(EXCERPTED TEXT):
+++
1. The rune system. You cannot believe how many fools believe you can get an ASF GW. IT CANNOT HAPPEN PEOPLE!!!! To make a GW runic (and not lose all its good bonuses like +2 str) you have to give it the Master rune of Kragg the Grimm, and since a weapon can only have 1 master rune on it you cannot take the ASF rune (MRO Swiftness)

2. GW nerfed a lot of good things when they updated the list but some people haven't cottoned on to this. This includes those people who still believe that Thunderers are Move and Fire, and those who believe that Rangers still have the Foresters rule (no penalty through difficult terrain)

Posts moved to Dwarf Tactica where they are more relevant - squeek


----------



## Vaz (Mar 19, 2008)

*2. GW nerfed a lot of good things when they updated the list but some people haven't cottoned on to this. This includes those people who still believe that Thunderers are Move and Fire, and those who believe that Rangers still have the Foresters rule (no penalty through difficult terrain)*

Meeeeee =D

Nice job. But Dwarves are bad enough - please don't give them any other ideas =D, this is for when you're against Dwarves, not playing them.

Also, instead ofdouble (triple?/Quadruple?), please keep all your post in one. It's far easier that way, unless you're doing a WIP/Tactica.


----------



## retiye2 (Oct 20, 2008)

Yes sir!! Will do in the future, about not giving the dwarf players any ideas well, you have to know the worst that dwarfs can put out in order to fight against it don't you?:grin:

anyway thanks for the support (and the rep.) Dwarves and Conversions are my things so you might see some other tut like thing coming from me.:wink:


----------



## arhain (May 6, 2008)
+++
(DATA EXTRACT):
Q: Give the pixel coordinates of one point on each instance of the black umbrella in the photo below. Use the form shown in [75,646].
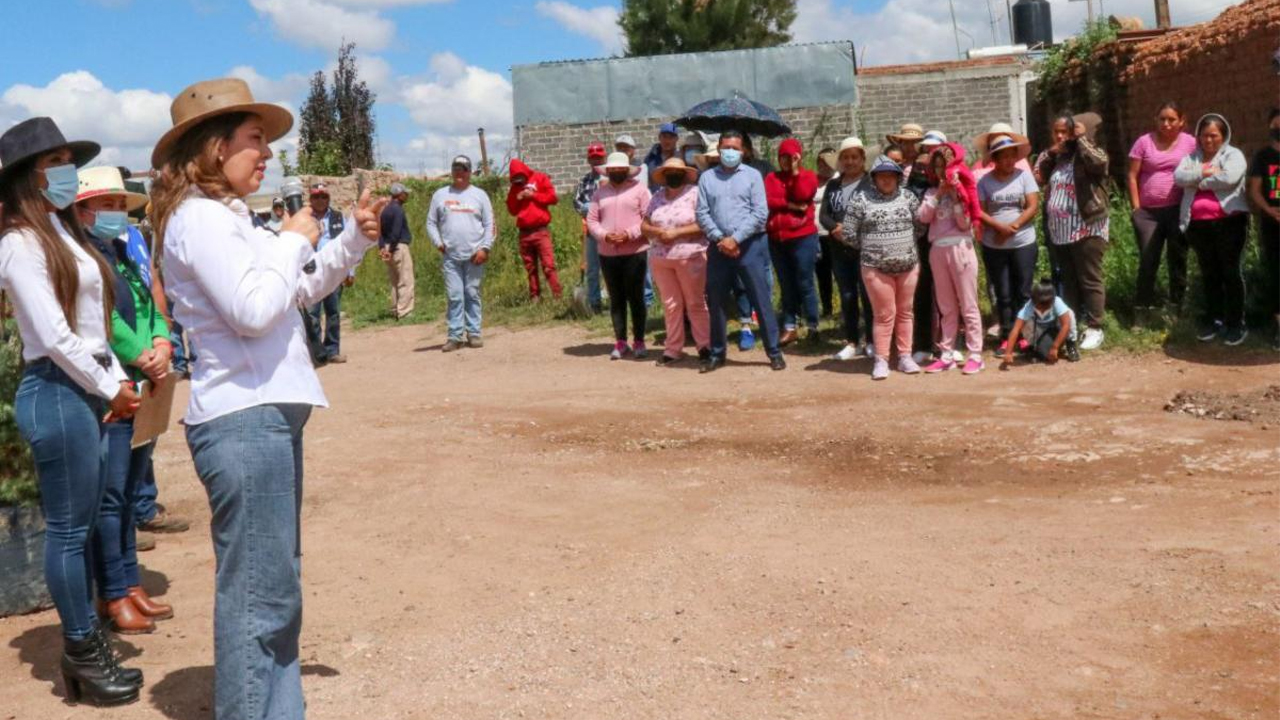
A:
[735,113]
+++
(GOALS):
1/ Answer these questions using the dwarf forum thread.
(a) What rune must a great weapon be given to make it runic without losing its bonuses?
(b) What rule do some people still wrongly think Rangers have?
(c) What two things does retiye2 call "my things"?
2/ Print the dwarf forum thread from "## Vaz (Mar" to "doing a WIP/Tactica.".
3/ Write what comes next in the dwarf forum thread, starting after its last line.
The data has no connection to the thread above and comes from another source.

(EXERCISE RESPONSES):
1/
(a) The Master rune of Kragg the Grimm.
(b) The Foresters rule (no penalty through difficult terrain).
(c) Dwarves and Conversions.

2/
## Vaz (Mar 19, 2008)

*2. GW nerfed a lot of good things when they updated the list but some people haven't cottoned on to this. This includes those people who still believe that Thunderers are Move and Fire, and those who believe that Rangers still have the Foresters rule (no penalty through difficult terrain)*

Meeeeee =D

Nice job. But Dwarves are bad enough - please don't give them any other ideas =D, this is for when you're against Dwarves, not playing them.

Also, instead ofdouble (triple?/Quadruple?), please keep all your post in one. It's far easier that way, unless you're doing a WIP/Tactica.

3/
Hide in a corner throwing comets at them


----------



## squeek (Jun 8, 2008)

I have moved retiye2's excellent tactics write up to form a seperate thread - Dwarf Tactica, since it is far more useful in that format as a useful tactica for Dwarf generals - squeek


----------



## retiye2 (Oct 20, 2008)

Thanks Squeek, because it was orrigionally written for here it was a bit how to kill them but I changed it in the new topic


----------



## Lord Sinkoran (Dec 23, 2006)

don't let them snipe your characters wth cannons its humiliating and really anoying. Try and trick your opponent in telling you if his lord has an oth stone cause if he does you ned an army to move him and his unit (usually ironbreakers). Weapons items that make you strike first are usless and a point sink against dwarves as they are I2 so spen the points else where. don't try and out shoot them coz its gunna be a up hill struggle for you from turn one unless you are a fast cavelry army like glade riders. Lore of metal is a must if you have access to it.


----------



## Dafistofmork (Jan 9, 2009)

oh, you can have an ASF gw-hand weapon, MRo swiftness, 2 Ro cleaving-ASF, +2 S. costs 65pts, but well worth it.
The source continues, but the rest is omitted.